[Stored items from a collection]
◇ ◇ ◇ ◇ ◇ ◇ ◇
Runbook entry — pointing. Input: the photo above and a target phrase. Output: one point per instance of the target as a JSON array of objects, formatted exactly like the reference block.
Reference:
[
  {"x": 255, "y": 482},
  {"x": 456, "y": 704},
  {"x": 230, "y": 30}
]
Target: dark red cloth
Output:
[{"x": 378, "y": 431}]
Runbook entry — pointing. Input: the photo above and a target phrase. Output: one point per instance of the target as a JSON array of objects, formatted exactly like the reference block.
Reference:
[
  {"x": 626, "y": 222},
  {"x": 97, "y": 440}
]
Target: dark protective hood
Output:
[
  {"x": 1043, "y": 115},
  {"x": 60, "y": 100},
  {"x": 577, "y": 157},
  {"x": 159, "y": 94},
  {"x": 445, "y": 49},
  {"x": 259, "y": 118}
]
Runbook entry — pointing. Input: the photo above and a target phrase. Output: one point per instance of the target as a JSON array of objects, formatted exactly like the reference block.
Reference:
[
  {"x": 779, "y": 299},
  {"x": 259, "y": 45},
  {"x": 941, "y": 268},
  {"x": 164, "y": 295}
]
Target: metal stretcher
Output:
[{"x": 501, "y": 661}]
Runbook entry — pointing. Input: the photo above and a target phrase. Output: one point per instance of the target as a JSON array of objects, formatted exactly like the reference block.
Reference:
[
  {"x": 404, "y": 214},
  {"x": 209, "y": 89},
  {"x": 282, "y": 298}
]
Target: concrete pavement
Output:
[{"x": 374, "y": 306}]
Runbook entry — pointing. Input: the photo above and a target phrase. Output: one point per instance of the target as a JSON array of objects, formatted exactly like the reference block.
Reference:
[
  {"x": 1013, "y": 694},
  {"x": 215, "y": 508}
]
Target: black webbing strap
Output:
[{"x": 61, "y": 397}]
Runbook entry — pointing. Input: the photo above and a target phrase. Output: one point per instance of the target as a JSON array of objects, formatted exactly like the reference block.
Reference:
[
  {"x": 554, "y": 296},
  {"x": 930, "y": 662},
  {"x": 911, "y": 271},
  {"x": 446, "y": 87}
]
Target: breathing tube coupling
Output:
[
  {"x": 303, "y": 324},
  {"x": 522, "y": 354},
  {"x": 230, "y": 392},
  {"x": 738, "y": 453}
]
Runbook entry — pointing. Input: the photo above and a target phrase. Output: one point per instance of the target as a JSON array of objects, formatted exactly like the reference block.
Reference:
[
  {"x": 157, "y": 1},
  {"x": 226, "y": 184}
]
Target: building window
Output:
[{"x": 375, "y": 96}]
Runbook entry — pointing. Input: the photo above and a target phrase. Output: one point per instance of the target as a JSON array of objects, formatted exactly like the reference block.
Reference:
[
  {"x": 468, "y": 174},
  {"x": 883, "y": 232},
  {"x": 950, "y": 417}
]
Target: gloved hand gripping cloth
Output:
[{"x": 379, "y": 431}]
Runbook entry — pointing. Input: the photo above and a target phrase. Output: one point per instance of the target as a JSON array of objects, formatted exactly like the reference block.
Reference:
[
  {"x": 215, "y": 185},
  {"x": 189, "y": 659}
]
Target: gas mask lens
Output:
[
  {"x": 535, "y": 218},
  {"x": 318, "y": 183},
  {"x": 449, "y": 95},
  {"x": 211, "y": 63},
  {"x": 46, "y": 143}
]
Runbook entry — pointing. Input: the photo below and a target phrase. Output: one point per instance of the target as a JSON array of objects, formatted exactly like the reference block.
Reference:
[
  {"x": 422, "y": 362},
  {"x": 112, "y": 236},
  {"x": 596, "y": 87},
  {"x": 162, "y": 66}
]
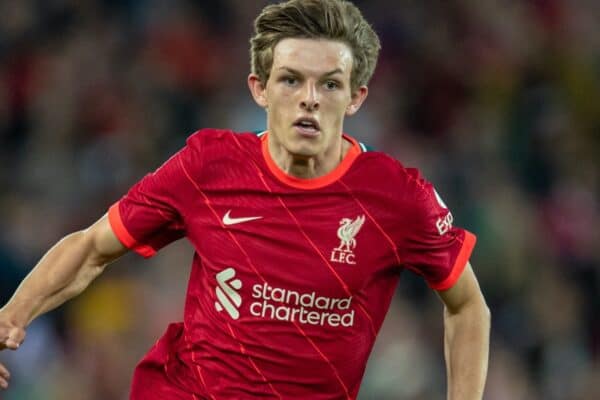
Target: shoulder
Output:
[
  {"x": 380, "y": 167},
  {"x": 219, "y": 137}
]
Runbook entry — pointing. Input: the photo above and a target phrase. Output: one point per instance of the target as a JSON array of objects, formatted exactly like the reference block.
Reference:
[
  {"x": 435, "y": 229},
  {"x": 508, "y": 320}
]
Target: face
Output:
[{"x": 307, "y": 96}]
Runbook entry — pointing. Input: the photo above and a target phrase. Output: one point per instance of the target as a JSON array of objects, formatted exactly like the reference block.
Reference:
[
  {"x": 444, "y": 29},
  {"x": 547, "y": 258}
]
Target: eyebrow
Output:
[{"x": 295, "y": 72}]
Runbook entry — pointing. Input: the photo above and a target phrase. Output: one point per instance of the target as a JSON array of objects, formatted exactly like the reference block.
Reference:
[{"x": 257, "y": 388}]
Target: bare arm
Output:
[
  {"x": 62, "y": 273},
  {"x": 466, "y": 338}
]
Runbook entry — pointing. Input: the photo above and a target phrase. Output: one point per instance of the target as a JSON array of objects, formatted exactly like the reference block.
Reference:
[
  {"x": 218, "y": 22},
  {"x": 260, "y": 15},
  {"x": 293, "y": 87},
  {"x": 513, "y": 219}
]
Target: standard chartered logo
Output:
[
  {"x": 227, "y": 296},
  {"x": 281, "y": 304}
]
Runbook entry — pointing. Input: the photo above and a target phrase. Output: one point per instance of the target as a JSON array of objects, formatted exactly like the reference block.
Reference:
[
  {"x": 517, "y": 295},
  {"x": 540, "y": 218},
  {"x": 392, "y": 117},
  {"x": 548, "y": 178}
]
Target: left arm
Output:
[{"x": 466, "y": 337}]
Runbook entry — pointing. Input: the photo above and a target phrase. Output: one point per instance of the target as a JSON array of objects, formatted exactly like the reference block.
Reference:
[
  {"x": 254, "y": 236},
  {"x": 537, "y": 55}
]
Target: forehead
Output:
[{"x": 312, "y": 56}]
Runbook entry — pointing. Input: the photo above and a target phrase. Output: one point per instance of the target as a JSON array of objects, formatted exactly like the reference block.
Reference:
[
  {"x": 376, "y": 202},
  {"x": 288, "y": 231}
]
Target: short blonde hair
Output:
[{"x": 315, "y": 19}]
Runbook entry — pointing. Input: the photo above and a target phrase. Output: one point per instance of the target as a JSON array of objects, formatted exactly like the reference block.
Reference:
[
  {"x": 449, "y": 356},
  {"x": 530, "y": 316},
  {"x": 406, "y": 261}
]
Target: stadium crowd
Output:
[{"x": 498, "y": 103}]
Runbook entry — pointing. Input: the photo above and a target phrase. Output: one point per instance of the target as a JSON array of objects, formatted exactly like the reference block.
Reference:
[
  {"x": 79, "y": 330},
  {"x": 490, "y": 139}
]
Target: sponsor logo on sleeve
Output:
[{"x": 444, "y": 223}]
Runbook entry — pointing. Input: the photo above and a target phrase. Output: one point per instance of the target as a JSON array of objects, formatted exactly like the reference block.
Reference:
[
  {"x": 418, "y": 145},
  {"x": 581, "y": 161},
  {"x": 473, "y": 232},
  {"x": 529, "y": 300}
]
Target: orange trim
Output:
[
  {"x": 312, "y": 183},
  {"x": 459, "y": 264},
  {"x": 116, "y": 223}
]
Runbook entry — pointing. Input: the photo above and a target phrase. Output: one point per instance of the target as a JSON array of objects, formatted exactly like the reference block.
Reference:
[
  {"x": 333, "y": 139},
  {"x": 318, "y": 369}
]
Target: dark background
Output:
[{"x": 497, "y": 102}]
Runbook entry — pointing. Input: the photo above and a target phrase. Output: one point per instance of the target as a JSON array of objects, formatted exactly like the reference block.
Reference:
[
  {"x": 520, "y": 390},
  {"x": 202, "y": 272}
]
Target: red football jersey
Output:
[{"x": 291, "y": 278}]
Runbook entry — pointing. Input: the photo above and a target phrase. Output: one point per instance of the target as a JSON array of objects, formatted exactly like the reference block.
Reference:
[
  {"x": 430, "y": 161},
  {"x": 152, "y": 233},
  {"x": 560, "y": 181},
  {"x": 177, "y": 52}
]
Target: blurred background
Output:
[{"x": 497, "y": 102}]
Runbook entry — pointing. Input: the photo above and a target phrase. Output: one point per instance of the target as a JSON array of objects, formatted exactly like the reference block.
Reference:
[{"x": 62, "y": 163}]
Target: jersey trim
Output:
[
  {"x": 459, "y": 264},
  {"x": 116, "y": 223},
  {"x": 313, "y": 183}
]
◇ ◇ ◇ ◇ ◇ ◇ ◇
**Exercise description**
Show every line of the entries above where the word "cloth" occurs.

**Solution to the problem**
Target: dark red cloth
Target: gloved hand gripping cloth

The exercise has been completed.